SOURCE DOCUMENT
Monday, 31 March 2014


Just because I might have a tendency to hypochondria does not mean I will never get ill.

And I cannot deny the symptoms logged in some of the images pinned to my mental calendar as memory tags.

My current concerns began on 11 February 2014, when tingling started in the thumb, index and middle finger of my left hand. I have long experience tingling in my face, but suddenly this was more pronounced, as if I am recovering from a dentist's injection and other times feels like I have been burned, and spread to my tongue, accompanied by a slight metallic taste.

Searching the internet suggests these are symptoms to have checked out. On 17 March I did register with a doctor with the intention to make an appointment, but have not yet done so. As a hypochondriac, I've become used to scaring myself, only to have my carefully monitored symptoms dismissed, sometimes after tests. Pains in my lower back were not signs of kidney disease, but probably exertion. Pains in my chest were not a heart attack, but a muscle spasm (intercostal neuralgia). The clicking vertebrae in my neck, which began 18 months ago and I sometimes fear may be behind these latest developments are nothing to worry about: many people experience the same.

More to the point, over a decade ago I experienced similar feelings of tingling skin on my arms and a clammy deadness in my legs and was checked out to the point of an MRI scan, that found nothing wrong. I feared at the time the commencement of a nervous disorder – in the darkest moments the dreaded MS that disabled and finally killed a brother-in-law. Nothing found and my worries faded, though the tingling cheeks I have experienced for as long as I can remember, never really left.

RECORDED INFORMATION

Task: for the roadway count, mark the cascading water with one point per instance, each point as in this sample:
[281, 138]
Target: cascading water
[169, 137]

ACTIVITY LIST
[A] Decide whether each statement agrees with the diary entry on tingling symptoms. Answer yes or no for each, and quote the words of the entry that settle it.
(i) The tingling that began on 11 February 2014 affected the thumb, index and middle finger of the left hand.
(ii) On 17 March the writer made an appointment with a doctor.
(iii) The MRI scan the writer had over a decade ago found nothing wrong.
[B] According to the diary entry on tingling symptoms, what turned out to be the cause of the writer's chest pains?
[C] Continue the diary entry on tingling symptoms in the writer's first-person voice, starting after its final sentence.

EXERCISE RESPONSES
[A]
(i) Yes: "tingling started in the thumb, index and middle finger of my left hand."
(ii) No: "On 17 March I did register with a doctor with the intention to make an appointment, but have not yet done so."
(iii) Yes: "was checked out to the point of an MRI scan, that found nothing wrong."

[B] A muscle spasm (intercostal neuralgia).

[C]
My recent internet research suggests possible other causes. Vitamin B12 deficiency is one, though I am not a vegetarian, even if I rarely eat red meat. I follow a fasting diet two days per week and have been stricter since Christmas and lost around 5 kg as a result. Perhaps that prompted a vitamin imbalance. Just in case, I started taking a vitamin supplement, also on 17 March.

Carpal tunnel syndrome could explain the tingling fingers. In a bizarre coincidence that seems like a cosmic joke, this came up in a telephone conversation with my father on 19 March when he told me he is booked for an MRI scan as he has been suffering from tingling fingers. He attributed this to carpal tunnel syndrome at first as my sister had been diagnosed with the same some years before (she was probably also beset with fears of the MS that took my brother-in-law). Then on 27 March a colleague at work mentioned she thought she was developing carpal tunnel syndrome ("Are your fingers tingling?" I asked, but she has aches in her wrists).

I do spend too long on the computer and both these symptoms and the clicking in my neck seem linked to the duration and levels of stress: if I work late into the night I know it.

There have been times when I have woken with both forearms and hands numb and I have started to wonder if this is computer related. As part of a life reassessment, I'm trying to keep work to set hours (though I am typing this early morning).

Whether from vitamin supplements, less typing or nervous disorder remission, the symptoms have diminished to slight tingling in my left thumb, index finger and middle finger, with the same tingling cheeks. Now I am in monitoring mode and my fears have started to recede. I have told no-one.

But there have been seem dark moments. My memory tag of 16 March is visiting a nature sanctuary with my wife. It had been a few years since we have visited and as we walked around I wondered if this would be the last opportunity – and so a moment to be savoured.

On 6 March I was running on an empty beach and decided to close my eyes, thinking of how life would be if I lost my sight.

On another run on 25 March, I ended up sitting on a bench at the top of a hill, feeling wonderfully healthy from the exertion and wondering if the symptoms were just another descent into hypochondria and not signs of my imminent demise.

It struck me that something will get me in the end. Like everyone around me I am ageing, day by day. Like everyone before me, I am mortal.

So run while I can, I thought, charging back down the hill.